The task: Please answer in one sentence: in the forum thread below on checking whether a binary tree is balanced, which two methods does the first poster say each involve a recursion?

Can we have a better solution


  • 15
    H

    My solution for this problem is as follows:

    public class Solution {
    public boolean isBalanced(TreeNode root) {
        if (root == null)
            return true;
        if (Math.abs(depth(root.left) - depth(root.right)) >1)
            return false;
        return isBalanced(root.left) && isBalanced(root.right);
    }
    
    private int depth(TreeNode root){
        if (root == null)
            return 0;
        return Math.max(depth(root.left), depth(root.right)) + 1;
    }
    

    }

    But it has two recursions, one for depth() and one for isBalanced(). Will there be a performance issue?


  • 0
    J
    public class Solution {
    
    int height(TreeNode root) {
        if(root==null) return 0;
        int lh=height(root.left);
        int rh=height(root.right);
        return 1+(lh>rh ?lh :rh);
    }
    public boolean isBalanced(TreeNode root) {
        if(root==null) return true;
        int lh=height(root.left);
        int rh=height(root.right);
        
        return (rh>lh ?(1>=(rh-lh)) :(1>=(lh-rh))) && isBalanced(root.left) && isBalanced(root.right);
        
    }}

  • 0
    L

    This is the way to avoid 2 recursive method calls. The idea is exactly same as 2 above.

    public class Solution
    {
    	public boolean isBalanced(TreeNode root)
    	{
    		if (root == null)
    			return true;
    		
    		int[] num = new int[1];
    		num[0] = 0;
    		
    		checkHeight(root, num);
    		
    		return num[0] == 0;
    	}
    	
    	private int checkHeight(TreeNode p, int[] num)
    	{
    		if (num[0] == 1)
    			return 0;
    		
    		if (p.left == null && p.right == null)
    		{
    			return 1;
    		}
    		
    		int leftDepth = 1;
    		if (p.left != null)
    			leftDepth = checkHeight(p.left, num) + 1;
    
    		
    		int rightDepth = 1;
    		if (p.right != null)
    			rightDepth = checkHeight(p.right, num) + 1;
    		
    		
    		if ( Math.abs(rightDepth - leftDepth) > 1)
    		{
    			num[0] = 1;
    		}
    		
    		return Math.max(leftDepth, rightDepth);
    	}
    }

  • 0
    J

    How does this prevent two recursions? To me it seems like your recurse once for height and once for isBalanced on each node?

(Rows from a pointing dataset)
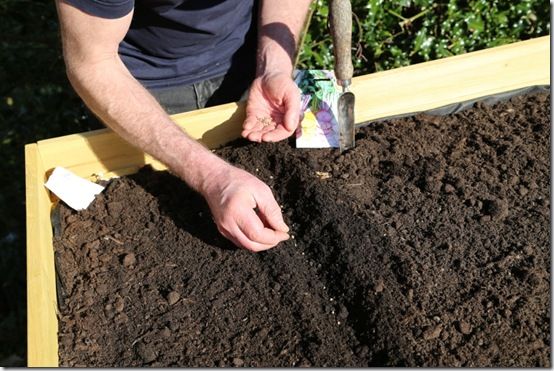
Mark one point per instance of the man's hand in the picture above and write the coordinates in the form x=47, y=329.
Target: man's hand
x=273, y=108
x=244, y=209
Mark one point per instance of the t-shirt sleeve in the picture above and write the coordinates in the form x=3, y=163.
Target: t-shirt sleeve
x=110, y=9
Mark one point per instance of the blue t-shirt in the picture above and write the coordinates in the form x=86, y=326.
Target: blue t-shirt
x=179, y=42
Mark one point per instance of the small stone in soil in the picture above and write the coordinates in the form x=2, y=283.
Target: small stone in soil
x=146, y=353
x=465, y=328
x=129, y=260
x=238, y=362
x=173, y=297
x=432, y=332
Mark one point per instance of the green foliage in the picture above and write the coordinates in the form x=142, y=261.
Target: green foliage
x=389, y=34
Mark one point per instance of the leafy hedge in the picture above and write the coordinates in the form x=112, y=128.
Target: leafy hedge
x=388, y=34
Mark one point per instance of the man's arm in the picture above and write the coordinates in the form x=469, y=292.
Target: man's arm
x=273, y=108
x=99, y=76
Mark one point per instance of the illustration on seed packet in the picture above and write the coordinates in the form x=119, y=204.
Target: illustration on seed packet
x=319, y=95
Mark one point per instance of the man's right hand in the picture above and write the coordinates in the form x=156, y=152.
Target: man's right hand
x=244, y=209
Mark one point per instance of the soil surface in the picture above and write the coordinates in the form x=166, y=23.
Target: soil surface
x=425, y=245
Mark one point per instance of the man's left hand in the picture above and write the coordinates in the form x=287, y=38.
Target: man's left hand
x=273, y=108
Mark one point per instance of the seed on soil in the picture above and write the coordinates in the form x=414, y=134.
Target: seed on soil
x=173, y=297
x=238, y=362
x=380, y=286
x=119, y=304
x=165, y=332
x=343, y=312
x=449, y=188
x=146, y=353
x=129, y=260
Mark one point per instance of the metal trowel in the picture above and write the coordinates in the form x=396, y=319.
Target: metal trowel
x=341, y=32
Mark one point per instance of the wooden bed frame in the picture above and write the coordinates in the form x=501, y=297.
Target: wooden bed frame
x=103, y=154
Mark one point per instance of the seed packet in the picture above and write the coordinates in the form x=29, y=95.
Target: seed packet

The response: The first poster says there is one recursion for depth() and one for isBalanced().